( ESNUG 523 Item 8 ) -------------------------------------------- [05/02/13]
Subject: Virtuoso R&D and LibTech still both doubt Solido's 6-sigma claims
> I hope that I have helped to illuminate what high-sigma analysis is about,
> explained what Solido HSMC does, addressed Mehmet's concerns, and shown
> how it relates to other high-sigma analysis techniques.
>
> - Trent McConaghy of Solido Design
> http://www.deepchip.com/items/0513-06.html
From: [ Hongzhou Liu of Cadence ]
Hi John,
Thanks for the discussions on circuit simulation-based high yield estimation
using foundry statistical device models. (ESNUG 505 #6, 512 #6, 513 #6)
I really appreciate Trent's explanation for what problem the current high
yield solution algorithms are trying to solve in ESNUG 513 #6.
However I want to clarify some of the claims in his comparison chart of
high-sigma estimation algorithms, especially the comparison he makes between
Solido High-Sigma MC and the "Worst Case Distance approach":
1. Worst Case Distance is a yield estimation metric which defines the
shortest distance from the spec boundary to the nominal point in
statistical space. It does not define what algorithm is used to
find the worst case distance point. It doesn't have the limitation
that the spec vs statistical variables must be linear or quadratic.
There are different algorithms to identify the worst case distance
point in statistical space which are not limited to linear sensitivity
or quadratic model. A good nonlinear optimization algorithm can
identify the worst case distance point in a very non-linear spec
boundary in statistical space.
2. The linearity/non-linearity mapping between statistical parameter
to performance does not imply how difficult it is to identify the
worst case distance point. The non-linear mapping and non-Gaussian
distribution may have a very linear spec contour plot in the
statistical space, which helps to find worst case distance point
very easily.

◆ ◆ ◆ ◆

- **THINGS TO DO**:
a: Write out the part of the ESNUG post on Solido's 6-sigma claims starting with "( ESNUG 523" and going on through "high-sigma analysis techniques.".
b: Continue the ESNUG post on Solido's 6-sigma claims from the point where it stops.
Nothing here requires the listing.

- **PROVIDED MATERIAL**:
◆ ◆ ◆ ◆

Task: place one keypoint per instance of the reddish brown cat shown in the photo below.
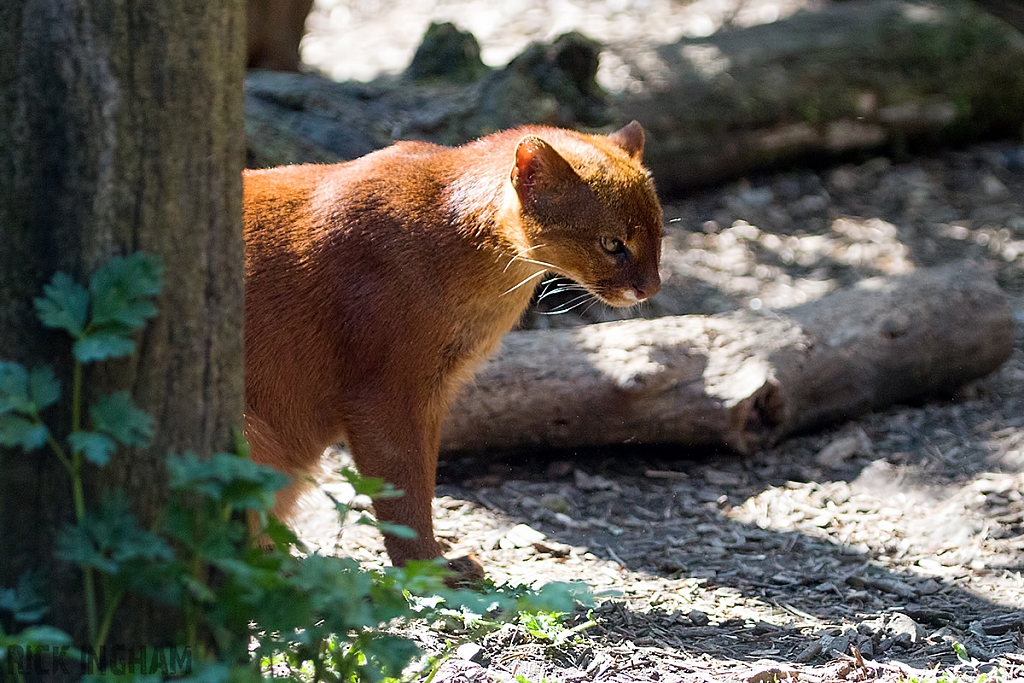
(374, 289)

◆ ◆ ◆ ◆

- **OUTPUTS**:
a:
( ESNUG 523 Item 8 ) -------------------------------------------- [05/02/13]
Subject: Virtuoso R&D and LibTech still both doubt Solido's 6-sigma claims
> I hope that I have helped to illuminate what high-sigma analysis is about,
> explained what Solido HSMC does, addressed Mehmet's concerns, and shown
> how it relates to other high-sigma analysis techniques.

b:
For example, when we try to explore the vth variation for SRAM cell,
we find that bit voltage has big drop-offs in the performance vs
statistical variables mesh plot. It indicates a very nonlinear
relationship between performance and statistical variables.
Fig 1. Bit voltage vs statistical variables plot
The X,Y axes of Figure 1 are the Vth mismatch variation of the
important MOS transistors. The Z axis shows the mesh plot of
the read current of SRAM cell.
However, if we plot the performance spec contour line plot, it
indicates how easy or difficult it is to find the Worst Case
Distance points.
Fig 2. Bit voltage contour line plot in statistical space
In Figure 2, each curve line presents the same constant value of read
current. We will find that there is little challenge in finding the
worst case distance point in this "non-linear" behavior circuit.
3. There are some recent research papers that talk about applying data
-mining techniques to screen important statistical variables.
a. Wangyang Zhang, Xin Li and Rob Rutenbar, "Bayesian virtual
probe: minimizing variation characterization cost for
nanoscale IC technologies via Bayesian inference," IEEE/ACM
Design Automation Conference (DAC), pp. 262-267, 2010.
b. Xin Li and Hongzhou Liu, "Statistical regression for efficient
high-dimensional modeling of analog and mixed-signal performance
variations," IEEE/ACM DAC, pp. 38-43, 2008.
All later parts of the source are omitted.